** Opening Provided information block **

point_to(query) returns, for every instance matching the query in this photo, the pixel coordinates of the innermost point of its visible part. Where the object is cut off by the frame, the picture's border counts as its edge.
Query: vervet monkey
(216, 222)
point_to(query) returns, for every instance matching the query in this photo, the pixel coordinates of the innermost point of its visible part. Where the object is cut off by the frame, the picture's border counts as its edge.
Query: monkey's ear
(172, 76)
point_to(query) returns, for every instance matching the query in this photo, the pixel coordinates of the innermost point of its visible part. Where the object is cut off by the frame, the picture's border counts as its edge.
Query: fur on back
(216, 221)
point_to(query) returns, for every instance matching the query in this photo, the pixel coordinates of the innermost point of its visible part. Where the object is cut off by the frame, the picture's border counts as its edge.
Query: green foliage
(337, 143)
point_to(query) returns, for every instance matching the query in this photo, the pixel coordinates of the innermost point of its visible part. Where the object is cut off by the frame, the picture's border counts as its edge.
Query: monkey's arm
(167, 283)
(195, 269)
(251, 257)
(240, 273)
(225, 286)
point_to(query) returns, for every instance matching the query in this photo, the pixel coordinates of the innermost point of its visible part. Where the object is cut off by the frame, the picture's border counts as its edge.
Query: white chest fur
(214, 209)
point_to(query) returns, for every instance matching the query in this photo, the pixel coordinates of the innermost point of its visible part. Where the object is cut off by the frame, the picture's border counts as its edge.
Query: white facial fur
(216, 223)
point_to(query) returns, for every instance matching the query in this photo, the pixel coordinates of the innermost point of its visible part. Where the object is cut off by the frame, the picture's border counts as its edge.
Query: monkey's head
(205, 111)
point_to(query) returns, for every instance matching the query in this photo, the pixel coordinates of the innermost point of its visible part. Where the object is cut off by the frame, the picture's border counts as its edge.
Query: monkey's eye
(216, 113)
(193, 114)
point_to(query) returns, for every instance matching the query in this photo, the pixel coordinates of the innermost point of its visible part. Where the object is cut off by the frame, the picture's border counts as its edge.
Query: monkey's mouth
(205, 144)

** Closing Provided information block **

All records above must be printed again, exactly.

**Reply to the exercise:**
point_to(query) returns, for every instance matching the query in this photo, the pixel coordinates of the innermost point of its visible part. Where the object is cut off by the frame, the picture's border counts as its edge.
Query: vervet monkey
(216, 222)
point_to(query) returns, for every instance matching the query in this photo, the pixel coordinates of the innermost point of its visible part. Where the object is cut off by the frame, the picture's border counts as its edge.
Query: monkey's ear
(172, 76)
point_to(query) returns, for every instance matching the query in this photo, the pixel coordinates of the innermost point of its visible part. Where the object is cut off by the frame, the picture's border counts as its edge.
Query: fur on back
(216, 221)
point_to(query) returns, for every instance matching the query in this photo, the pixel coordinates of the innermost point of its visible part. Where the object is cut off by the frame, the picture's border counts as its edge.
Query: green foliage
(337, 143)
point_to(query) returns, for every instance matching the query in this photo, the pixel coordinates of the innermost point of its visible part. Where the object is cut off by the frame, the picture's border counts as its edge.
Query: monkey's arm
(167, 283)
(195, 269)
(251, 257)
(240, 273)
(225, 286)
point_to(query) returns, for every instance matching the query in this photo, the pixel coordinates of the innermost point of its visible part. Where the object is cut off by the frame, the picture's border counts as its edge.
Query: white chest fur
(214, 209)
point_to(query) returns, for every instance matching the query in this photo, the pixel coordinates of the innermost point of its visible part. Where the object is cut off by the frame, the picture's border counts as its edge.
Query: white facial fur
(216, 223)
point_to(query) returns, for every instance matching the query in this photo, the pixel coordinates of the innermost point of its visible part. Where the object is cut off by the frame, the picture's border counts as its edge.
Query: monkey's head
(205, 111)
point_to(query) returns, for every instance matching the query in this photo, the pixel coordinates of the innermost point of its visible part. Where the object is cut off by the frame, the picture's border counts as its edge.
Query: monkey's eye
(216, 113)
(193, 114)
point_to(query) returns, for every instance matching the query in this photo, the pixel coordinates of the innermost point of its visible part. Where the object is cut off by the frame, the picture's border counts as its edge.
Query: monkey's mouth
(205, 144)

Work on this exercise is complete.